Saved data entries:
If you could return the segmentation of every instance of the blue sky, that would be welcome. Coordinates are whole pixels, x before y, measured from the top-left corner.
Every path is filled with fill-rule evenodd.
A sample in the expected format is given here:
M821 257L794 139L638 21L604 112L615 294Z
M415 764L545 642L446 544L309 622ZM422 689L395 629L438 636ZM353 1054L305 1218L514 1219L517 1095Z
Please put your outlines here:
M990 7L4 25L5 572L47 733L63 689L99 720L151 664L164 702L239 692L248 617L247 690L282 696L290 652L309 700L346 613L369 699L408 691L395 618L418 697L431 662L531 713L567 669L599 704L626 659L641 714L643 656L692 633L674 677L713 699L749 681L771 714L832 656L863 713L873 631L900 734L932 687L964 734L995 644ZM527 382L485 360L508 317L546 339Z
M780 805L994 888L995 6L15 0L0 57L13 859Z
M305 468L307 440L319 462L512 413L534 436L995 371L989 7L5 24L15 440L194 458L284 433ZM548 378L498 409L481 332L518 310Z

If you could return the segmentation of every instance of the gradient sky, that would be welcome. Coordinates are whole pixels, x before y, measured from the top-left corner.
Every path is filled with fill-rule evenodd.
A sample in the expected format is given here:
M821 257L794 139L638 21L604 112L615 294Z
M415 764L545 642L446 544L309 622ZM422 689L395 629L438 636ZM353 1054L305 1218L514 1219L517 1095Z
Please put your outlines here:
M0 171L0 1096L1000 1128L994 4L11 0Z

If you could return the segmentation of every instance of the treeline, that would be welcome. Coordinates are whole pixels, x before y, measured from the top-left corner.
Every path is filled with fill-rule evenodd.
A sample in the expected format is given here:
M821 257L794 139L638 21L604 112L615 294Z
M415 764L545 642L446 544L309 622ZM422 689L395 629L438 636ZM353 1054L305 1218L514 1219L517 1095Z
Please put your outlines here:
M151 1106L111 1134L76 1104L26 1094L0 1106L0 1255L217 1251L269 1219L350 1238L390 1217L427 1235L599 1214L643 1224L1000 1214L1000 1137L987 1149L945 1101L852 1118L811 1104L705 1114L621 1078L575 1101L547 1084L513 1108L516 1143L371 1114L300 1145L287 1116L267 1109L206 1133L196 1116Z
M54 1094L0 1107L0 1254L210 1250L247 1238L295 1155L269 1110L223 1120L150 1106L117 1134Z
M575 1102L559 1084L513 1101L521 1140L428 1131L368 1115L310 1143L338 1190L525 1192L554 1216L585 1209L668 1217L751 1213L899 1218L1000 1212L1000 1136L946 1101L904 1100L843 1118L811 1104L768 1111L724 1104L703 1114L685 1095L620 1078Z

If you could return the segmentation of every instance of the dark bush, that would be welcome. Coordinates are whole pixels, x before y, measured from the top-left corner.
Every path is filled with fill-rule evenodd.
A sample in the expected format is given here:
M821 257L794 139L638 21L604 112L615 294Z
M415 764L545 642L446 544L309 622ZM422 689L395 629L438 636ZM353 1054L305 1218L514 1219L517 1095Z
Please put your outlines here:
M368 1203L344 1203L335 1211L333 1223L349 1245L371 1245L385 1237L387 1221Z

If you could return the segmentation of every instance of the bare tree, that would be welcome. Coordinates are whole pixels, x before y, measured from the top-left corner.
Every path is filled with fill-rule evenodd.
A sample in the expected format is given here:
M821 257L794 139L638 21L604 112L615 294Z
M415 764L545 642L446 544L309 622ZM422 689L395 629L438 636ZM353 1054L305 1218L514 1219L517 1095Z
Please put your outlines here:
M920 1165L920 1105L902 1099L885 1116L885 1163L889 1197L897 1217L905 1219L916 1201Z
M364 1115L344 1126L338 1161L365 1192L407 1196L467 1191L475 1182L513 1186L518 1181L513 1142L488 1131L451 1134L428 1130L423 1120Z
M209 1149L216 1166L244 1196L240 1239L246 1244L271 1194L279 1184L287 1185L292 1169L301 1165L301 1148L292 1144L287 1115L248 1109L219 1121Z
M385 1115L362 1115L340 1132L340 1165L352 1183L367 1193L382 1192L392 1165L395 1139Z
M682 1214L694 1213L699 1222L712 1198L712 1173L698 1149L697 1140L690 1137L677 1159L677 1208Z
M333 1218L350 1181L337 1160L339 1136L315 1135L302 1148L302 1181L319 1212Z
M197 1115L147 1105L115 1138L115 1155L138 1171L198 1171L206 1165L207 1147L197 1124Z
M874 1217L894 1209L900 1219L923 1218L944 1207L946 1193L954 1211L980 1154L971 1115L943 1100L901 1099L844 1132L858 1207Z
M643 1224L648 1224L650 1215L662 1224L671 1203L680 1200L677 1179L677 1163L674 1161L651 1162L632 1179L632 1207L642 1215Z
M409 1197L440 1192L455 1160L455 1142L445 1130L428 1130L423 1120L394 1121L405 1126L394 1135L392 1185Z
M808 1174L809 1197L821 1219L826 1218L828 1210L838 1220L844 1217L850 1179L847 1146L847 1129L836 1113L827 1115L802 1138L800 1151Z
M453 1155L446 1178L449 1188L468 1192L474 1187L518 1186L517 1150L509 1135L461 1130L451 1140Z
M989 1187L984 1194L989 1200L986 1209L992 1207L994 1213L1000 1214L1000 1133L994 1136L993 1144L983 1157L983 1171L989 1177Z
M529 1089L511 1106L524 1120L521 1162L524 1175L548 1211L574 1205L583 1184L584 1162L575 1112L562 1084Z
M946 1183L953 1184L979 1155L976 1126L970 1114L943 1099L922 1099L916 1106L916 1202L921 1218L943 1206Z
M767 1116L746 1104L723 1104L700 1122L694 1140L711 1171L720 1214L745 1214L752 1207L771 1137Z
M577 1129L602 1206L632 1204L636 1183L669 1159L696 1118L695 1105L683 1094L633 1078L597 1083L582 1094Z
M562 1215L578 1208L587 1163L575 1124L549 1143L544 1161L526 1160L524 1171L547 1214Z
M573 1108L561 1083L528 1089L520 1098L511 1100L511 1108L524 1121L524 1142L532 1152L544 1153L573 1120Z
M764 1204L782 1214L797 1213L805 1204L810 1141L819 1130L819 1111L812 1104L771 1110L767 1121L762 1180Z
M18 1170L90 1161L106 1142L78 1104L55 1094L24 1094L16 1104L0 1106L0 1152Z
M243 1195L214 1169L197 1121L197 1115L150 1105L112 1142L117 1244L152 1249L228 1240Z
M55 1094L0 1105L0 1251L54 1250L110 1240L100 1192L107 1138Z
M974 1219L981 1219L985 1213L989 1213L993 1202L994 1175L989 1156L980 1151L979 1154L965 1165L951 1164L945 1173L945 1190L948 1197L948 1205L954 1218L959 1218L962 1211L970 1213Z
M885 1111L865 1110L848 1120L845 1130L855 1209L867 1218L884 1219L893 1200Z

WHAT TO DO –
Until the last line is reached, keep transcribing the data exactly.

TASK OUTPUT –
If you could return the segmentation of every instance of the blue sky, that would be welcome. Coordinates are whole pixels, x before y, measured from the top-left corner.
Every path is filled with fill-rule evenodd.
A sample in the expected format is given here:
M821 257L794 139L638 21L604 112L615 294Z
M415 764L545 642L446 544L309 622ZM422 689L395 629L438 636ZM353 1054L305 1218L514 1219L517 1095Z
Please put your outlines here:
M990 7L4 25L5 572L47 733L63 689L99 720L151 664L164 702L239 692L248 617L247 690L282 696L290 652L309 700L346 613L369 699L408 691L395 618L418 697L431 662L531 713L567 669L599 704L626 659L641 714L643 656L692 633L674 677L713 699L749 681L771 714L832 656L863 713L873 631L900 734L932 687L964 734L995 644ZM527 382L485 360L508 317L546 339Z
M780 805L994 888L995 6L15 0L0 57L13 859Z
M305 468L307 440L319 462L512 413L534 436L995 371L989 7L5 24L15 440L194 458L284 433ZM548 378L498 409L481 332L518 310Z

If you could return the segmentation of every instance of the gradient sky, that would be welcome. Coordinates are whole pixels, x before y, measured from the top-left corner.
Every path is filled with fill-rule evenodd.
A sample in the expected format is given here:
M821 257L794 139L638 21L604 112L615 294Z
M415 764L545 642L446 544L309 622ZM422 689L395 629L438 636ZM353 1054L305 1218L514 1219L517 1095Z
Please put your outlines here:
M0 171L0 1096L1000 1128L994 4L11 0Z

If you could return the segmentation of every instance of the treeline, that would be welcome. Coordinates are whole pixels, x before y, measured from the top-left corner.
Every path is filled with fill-rule evenodd.
A sample in the expected format is given here:
M821 257L794 139L638 21L604 112L615 294Z
M415 764L545 642L446 544L309 622ZM422 689L395 629L438 636ZM353 1054L305 1218L514 1219L517 1095Z
Please put your outlines here:
M151 1106L111 1134L76 1104L26 1094L0 1106L0 1255L217 1251L269 1219L350 1238L390 1217L427 1235L599 1214L643 1224L1000 1214L1000 1137L987 1149L945 1101L852 1118L811 1104L705 1114L621 1078L575 1101L547 1084L513 1108L516 1143L371 1114L300 1145L287 1116L267 1109L206 1133L196 1116Z
M54 1094L0 1107L0 1254L210 1250L247 1238L295 1155L269 1110L223 1120L150 1106L117 1134Z
M575 1102L559 1084L513 1101L521 1140L428 1131L368 1115L310 1143L338 1190L525 1192L554 1216L585 1209L668 1217L751 1213L899 1218L1000 1212L1000 1136L946 1101L904 1100L843 1118L811 1104L768 1111L724 1104L703 1114L685 1095L620 1078Z

If you could return the segmentation of every instance of the dark bush, that would be welcome. Coordinates are whole pixels, x before y, measured from the top-left corner.
Every path is filled with fill-rule evenodd.
A sample in the expected format is given here:
M821 257L794 139L638 21L604 112L615 294Z
M415 764L545 642L446 544L309 622ZM422 689L395 629L438 636ZM353 1054L305 1218L514 1219L517 1095Z
Please put your outlines here:
M368 1203L344 1203L335 1211L333 1223L349 1245L371 1245L385 1237L387 1221Z

If you could return the segmentation of every instance of the bare tree, that would be welcome. Coordinates are whole pixels, x before y, measured from the top-left corner.
Every path is filled with fill-rule evenodd.
A sample in the expected format is given here:
M821 257L794 139L638 21L604 112L615 294Z
M415 764L545 642L446 544L309 622ZM422 689L395 629L438 636ZM353 1054L305 1218L514 1219L517 1095Z
Please put your outlines here:
M920 1165L920 1105L902 1099L885 1116L885 1163L889 1197L897 1217L905 1219L916 1201Z
M364 1115L344 1126L338 1161L365 1192L407 1196L467 1191L475 1182L513 1186L518 1181L513 1142L488 1131L451 1134L428 1130L423 1120Z
M209 1149L216 1166L244 1196L240 1239L246 1244L271 1194L279 1184L287 1185L292 1169L301 1165L301 1148L292 1144L287 1115L248 1109L219 1121Z
M385 1115L362 1115L340 1132L340 1165L352 1183L367 1193L382 1192L392 1165L395 1139Z
M682 1214L694 1213L699 1222L712 1198L712 1173L698 1149L697 1140L690 1137L677 1159L677 1208Z
M333 1218L350 1181L337 1160L339 1136L315 1135L302 1148L302 1181L319 1212Z
M197 1115L147 1105L115 1138L115 1155L138 1171L198 1171L206 1165L207 1147L197 1124Z
M874 1217L894 1209L900 1219L923 1218L944 1207L946 1193L954 1211L980 1154L971 1115L943 1100L901 1099L844 1132L858 1207Z
M643 1224L648 1224L650 1215L662 1224L671 1203L680 1200L677 1179L677 1163L674 1161L651 1162L632 1179L632 1207L642 1215Z
M409 1197L440 1192L455 1160L455 1142L445 1130L428 1130L423 1120L394 1121L405 1126L394 1135L392 1185Z
M808 1174L809 1197L821 1219L826 1218L828 1210L838 1220L844 1217L850 1179L847 1146L847 1129L836 1113L827 1115L802 1138L800 1151Z
M453 1155L446 1178L449 1188L468 1192L474 1187L518 1186L517 1150L509 1135L461 1130L451 1140Z
M989 1187L984 1194L989 1200L986 1209L992 1207L994 1213L1000 1214L1000 1133L994 1136L993 1144L983 1157L983 1171L989 1177Z
M529 1089L511 1106L524 1120L521 1162L524 1175L548 1211L574 1205L583 1184L584 1162L575 1112L562 1084Z
M946 1183L953 1184L979 1155L976 1126L970 1114L943 1099L922 1099L916 1106L916 1202L921 1218L943 1206Z
M767 1116L746 1104L723 1104L700 1122L694 1140L711 1171L720 1214L745 1214L752 1207L771 1137Z
M577 1129L602 1206L632 1204L636 1183L669 1159L696 1118L695 1105L683 1094L633 1078L597 1083L582 1094Z
M562 1215L578 1208L587 1163L575 1124L549 1143L544 1161L526 1160L524 1171L547 1214Z
M573 1108L561 1083L528 1089L520 1098L511 1100L511 1108L524 1121L524 1142L532 1152L544 1153L573 1120Z
M764 1204L782 1214L797 1213L805 1204L810 1141L819 1130L819 1111L812 1104L771 1110L767 1121L762 1180Z
M18 1170L90 1161L106 1142L78 1104L55 1094L24 1094L16 1104L0 1106L0 1152Z
M243 1195L214 1169L197 1121L197 1115L150 1105L112 1142L117 1244L152 1249L228 1240Z
M55 1094L0 1105L0 1251L54 1250L110 1240L100 1192L107 1138Z
M974 1219L981 1219L985 1213L989 1213L993 1202L994 1175L989 1156L980 1151L979 1154L965 1165L951 1164L945 1173L945 1190L948 1197L948 1205L954 1218L959 1218L962 1211L970 1213Z
M885 1111L865 1110L848 1120L845 1130L855 1209L867 1218L884 1219L893 1200Z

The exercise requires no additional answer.